**Kutipan Pilihan:**
□ □ □ □
Kritik New Normal, Sosiolog: Hanya Menghaluskan Kata Pelonggaran PSBB
Seorang Sosiolog mengkritik sikap pemerintah yang menjadikan new normal sebagai kebijakan, sehingga tak bisa dikatakan dimulai sejak 1 Juni mendatang.
Penulis: Febia Rosada Fitrianum
Editor: Daryono
Viza menjelaskan, new normal bukanlah bagian dari sebuah kebijakan.
Sementara pemerintah sekarang seakan-akan mengeluarkan kebijakan untuk menerapkan new normal.
Bagi Viza, penerapan new normal hanyalah mengganti beberapa kata seperti pelonggaran PSBB dan istilah lainnya agar lebih bisa diterima.
"Yang menjadi kritik dari saya atau mungkin beberapa pihak adalah sekarang new normal akan sebuah kebijakan," ungkap Viza.
"Kebijakan yang menghaluskan kata pelonggaran dari PSBB, lockdown, atau lainnya," pungkasnya.
□ □ □ □
**Catatan Mentah:**
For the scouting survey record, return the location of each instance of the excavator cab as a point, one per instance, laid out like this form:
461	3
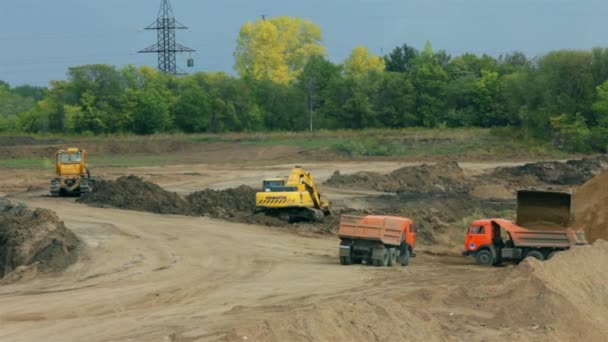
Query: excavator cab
276	185
294	198
72	173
□ □ □ □
**Tujuan Tugas:** Tuliskan kembali seluruh kutipan tentang kritik sosiolog terhadap new normal tanpa mengubah satu kata pun. Catatan tersebut diambil dari sumber yang berbeda.

**Jawaban:**
Kritik New Normal, Sosiolog: Hanya Menghaluskan Kata Pelonggaran PSBB
Seorang Sosiolog mengkritik sikap pemerintah yang menjadikan new normal sebagai kebijakan, sehingga tak bisa dikatakan dimulai sejak 1 Juni mendatang.
Penulis: Febia Rosada Fitrianum
Editor: Daryono
Viza menjelaskan, new normal bukanlah bagian dari sebuah kebijakan.
Sementara pemerintah sekarang seakan-akan mengeluarkan kebijakan untuk menerapkan new normal.
Bagi Viza, penerapan new normal hanyalah mengganti beberapa kata seperti pelonggaran PSBB dan istilah lainnya agar lebih bisa diterima.
"Yang menjadi kritik dari saya atau mungkin beberapa pihak adalah sekarang new normal akan sebuah kebijakan," ungkap Viza.
"Kebijakan yang menghaluskan kata pelonggaran dari PSBB, lockdown, atau lainnya," pungkasnya.